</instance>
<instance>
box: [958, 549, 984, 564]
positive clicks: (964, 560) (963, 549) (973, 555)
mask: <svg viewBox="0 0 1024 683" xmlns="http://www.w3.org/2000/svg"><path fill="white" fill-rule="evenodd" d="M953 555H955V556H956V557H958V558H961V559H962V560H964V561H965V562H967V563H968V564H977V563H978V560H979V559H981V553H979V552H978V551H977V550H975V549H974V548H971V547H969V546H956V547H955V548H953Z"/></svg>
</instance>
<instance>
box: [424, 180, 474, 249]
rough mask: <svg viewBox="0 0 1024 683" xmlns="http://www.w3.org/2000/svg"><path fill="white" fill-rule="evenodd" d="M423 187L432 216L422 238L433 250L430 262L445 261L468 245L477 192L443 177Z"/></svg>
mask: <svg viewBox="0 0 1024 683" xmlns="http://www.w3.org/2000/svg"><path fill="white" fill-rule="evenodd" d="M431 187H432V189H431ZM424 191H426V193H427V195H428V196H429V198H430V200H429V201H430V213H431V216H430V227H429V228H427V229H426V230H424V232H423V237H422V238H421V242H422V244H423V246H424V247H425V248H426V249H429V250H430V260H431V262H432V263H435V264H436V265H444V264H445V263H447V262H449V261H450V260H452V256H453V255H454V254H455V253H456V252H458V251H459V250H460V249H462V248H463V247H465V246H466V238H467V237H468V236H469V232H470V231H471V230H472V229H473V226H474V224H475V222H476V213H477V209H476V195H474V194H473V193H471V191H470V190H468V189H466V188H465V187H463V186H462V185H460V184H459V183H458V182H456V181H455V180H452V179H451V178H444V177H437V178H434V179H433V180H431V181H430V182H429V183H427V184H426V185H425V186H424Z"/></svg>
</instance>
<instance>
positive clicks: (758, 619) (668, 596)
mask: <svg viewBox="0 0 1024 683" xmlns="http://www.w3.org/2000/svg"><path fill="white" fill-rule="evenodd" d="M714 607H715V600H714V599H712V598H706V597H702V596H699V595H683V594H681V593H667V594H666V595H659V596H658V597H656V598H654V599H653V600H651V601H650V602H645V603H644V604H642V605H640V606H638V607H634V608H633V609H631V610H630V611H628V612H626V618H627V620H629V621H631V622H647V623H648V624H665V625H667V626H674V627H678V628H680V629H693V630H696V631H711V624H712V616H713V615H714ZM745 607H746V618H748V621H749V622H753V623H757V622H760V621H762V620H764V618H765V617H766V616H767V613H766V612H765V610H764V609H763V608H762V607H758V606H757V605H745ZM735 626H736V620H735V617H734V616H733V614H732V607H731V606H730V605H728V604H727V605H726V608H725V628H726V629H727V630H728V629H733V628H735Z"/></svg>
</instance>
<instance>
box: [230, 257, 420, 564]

§

__Activity__. Give back each entry exactly as it was written.

__Expected output__.
</instance>
<instance>
box: [958, 549, 984, 564]
positive clicks: (964, 560) (963, 549) (973, 555)
mask: <svg viewBox="0 0 1024 683" xmlns="http://www.w3.org/2000/svg"><path fill="white" fill-rule="evenodd" d="M953 555H955V556H956V557H958V558H961V559H962V560H964V561H965V562H967V563H968V564H977V563H978V560H979V559H981V553H979V552H978V551H977V550H975V549H974V548H971V547H969V546H956V547H955V548H953Z"/></svg>
</instance>
<instance>
box: [424, 180, 474, 249]
rough mask: <svg viewBox="0 0 1024 683" xmlns="http://www.w3.org/2000/svg"><path fill="white" fill-rule="evenodd" d="M423 187L432 216L422 238L433 250L430 262L445 261L468 245L477 192L443 177Z"/></svg>
mask: <svg viewBox="0 0 1024 683" xmlns="http://www.w3.org/2000/svg"><path fill="white" fill-rule="evenodd" d="M431 187H432V189H431ZM424 191H426V193H427V195H428V196H429V198H430V200H429V201H430V213H431V216H430V227H429V228H427V229H426V230H424V232H423V237H422V238H421V242H422V244H423V246H424V247H425V248H426V249H429V250H430V260H431V262H432V263H435V264H436V265H444V264H445V263H447V262H449V261H450V260H452V256H453V255H454V254H455V253H456V252H458V251H459V250H460V249H462V248H463V247H465V246H466V238H467V237H468V236H469V232H470V231H471V230H472V229H473V226H474V224H475V222H476V213H477V209H476V195H474V194H473V193H471V191H470V190H468V189H466V188H465V187H463V186H462V185H460V184H459V183H458V182H456V181H455V180H452V179H451V178H444V177H437V178H434V179H433V180H431V181H430V182H429V183H427V184H426V185H425V186H424Z"/></svg>
</instance>
<instance>
positive clicks: (758, 619) (668, 596)
mask: <svg viewBox="0 0 1024 683" xmlns="http://www.w3.org/2000/svg"><path fill="white" fill-rule="evenodd" d="M714 607H715V600H714V599H712V598H706V597H702V596H699V595H683V594H681V593H667V594H666V595H659V596H658V597H656V598H654V599H653V600H651V601H650V602H645V603H644V604H642V605H640V606H638V607H634V608H633V609H631V610H630V611H628V612H626V618H627V620H629V621H631V622H647V623H648V624H665V625H667V626H674V627H678V628H680V629H693V630H696V631H711V624H712V616H713V615H714ZM745 607H746V618H748V621H749V622H753V623H757V622H760V621H762V620H764V618H765V617H766V616H767V613H766V612H765V610H764V609H763V608H762V607H758V606H757V605H745ZM735 626H736V620H735V617H734V616H733V614H732V607H731V606H730V605H728V604H727V605H726V608H725V628H726V629H727V630H728V629H733V628H735Z"/></svg>
</instance>
<instance>
box: [230, 257, 420, 564]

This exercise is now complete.